▶ [WHAT YOU ARE ASKED TO DO] Rewrite the items from the beginning through the line containing "(215, 1), (322, 272)" with "red car" swapped for "blue truck" and nothing else changed. Leave the pictures out of your answer.

[Region annotation entries]
····················
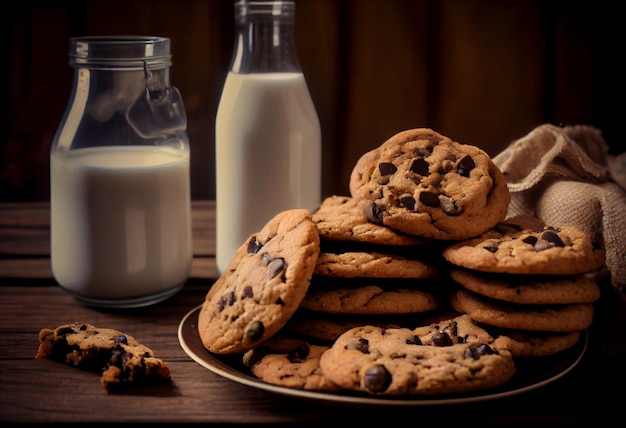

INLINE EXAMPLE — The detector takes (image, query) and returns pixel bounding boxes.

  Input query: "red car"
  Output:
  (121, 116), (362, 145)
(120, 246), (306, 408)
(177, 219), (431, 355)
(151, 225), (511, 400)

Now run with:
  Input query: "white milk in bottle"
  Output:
(50, 36), (192, 308)
(50, 146), (192, 299)
(215, 1), (322, 272)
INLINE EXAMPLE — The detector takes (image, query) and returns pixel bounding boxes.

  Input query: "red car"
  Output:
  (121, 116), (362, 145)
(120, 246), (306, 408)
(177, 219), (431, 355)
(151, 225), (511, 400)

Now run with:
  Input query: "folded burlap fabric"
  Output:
(493, 124), (626, 358)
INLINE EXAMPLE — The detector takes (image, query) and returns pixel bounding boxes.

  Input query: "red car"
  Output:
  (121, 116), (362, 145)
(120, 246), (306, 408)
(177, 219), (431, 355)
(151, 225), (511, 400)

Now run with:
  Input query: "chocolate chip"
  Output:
(541, 230), (565, 247)
(483, 244), (498, 253)
(432, 331), (452, 347)
(404, 335), (422, 345)
(400, 195), (415, 211)
(363, 202), (383, 224)
(437, 159), (454, 175)
(439, 195), (461, 216)
(456, 155), (476, 177)
(364, 364), (391, 392)
(217, 291), (237, 312)
(246, 321), (265, 341)
(287, 343), (310, 363)
(248, 236), (263, 254)
(346, 337), (370, 354)
(269, 257), (286, 278)
(420, 192), (439, 208)
(463, 343), (497, 360)
(261, 253), (272, 266)
(522, 235), (538, 246)
(409, 158), (430, 177)
(378, 162), (398, 176)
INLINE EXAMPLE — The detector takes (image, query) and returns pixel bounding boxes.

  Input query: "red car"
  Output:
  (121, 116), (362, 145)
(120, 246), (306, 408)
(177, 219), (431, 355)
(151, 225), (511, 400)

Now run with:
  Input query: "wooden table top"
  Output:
(0, 201), (626, 427)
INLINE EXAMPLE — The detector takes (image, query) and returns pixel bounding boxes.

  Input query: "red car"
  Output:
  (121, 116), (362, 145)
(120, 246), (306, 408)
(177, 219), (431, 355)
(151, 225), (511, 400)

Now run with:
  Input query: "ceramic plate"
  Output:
(178, 306), (588, 406)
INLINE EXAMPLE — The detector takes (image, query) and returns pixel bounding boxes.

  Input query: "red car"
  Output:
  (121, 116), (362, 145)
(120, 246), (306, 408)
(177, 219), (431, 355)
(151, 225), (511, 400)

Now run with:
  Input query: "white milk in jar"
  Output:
(215, 72), (321, 272)
(50, 146), (192, 300)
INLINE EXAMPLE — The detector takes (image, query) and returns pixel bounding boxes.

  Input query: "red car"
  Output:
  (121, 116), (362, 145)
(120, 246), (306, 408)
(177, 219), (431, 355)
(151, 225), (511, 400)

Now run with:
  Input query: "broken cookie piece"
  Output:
(35, 322), (171, 391)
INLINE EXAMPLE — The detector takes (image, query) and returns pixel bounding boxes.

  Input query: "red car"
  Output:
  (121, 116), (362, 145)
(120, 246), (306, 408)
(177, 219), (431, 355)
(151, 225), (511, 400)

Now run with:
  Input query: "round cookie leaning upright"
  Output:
(350, 128), (511, 240)
(198, 209), (320, 354)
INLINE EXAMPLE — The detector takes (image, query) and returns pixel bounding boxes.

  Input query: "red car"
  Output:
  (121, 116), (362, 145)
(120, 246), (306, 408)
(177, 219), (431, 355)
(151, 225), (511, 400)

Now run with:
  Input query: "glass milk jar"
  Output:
····················
▶ [PROBLEM SOLUTION]
INLINE EXAMPLE — The detector takes (image, query) and returns pixel bounding boxes.

  Input query: "blue truck"
  Output:
  (121, 116), (362, 145)
(120, 246), (306, 408)
(177, 219), (431, 355)
(151, 225), (511, 400)

Now run with:
  Input query: "white milk in bottle"
  Output:
(50, 36), (192, 308)
(50, 146), (192, 299)
(215, 1), (322, 272)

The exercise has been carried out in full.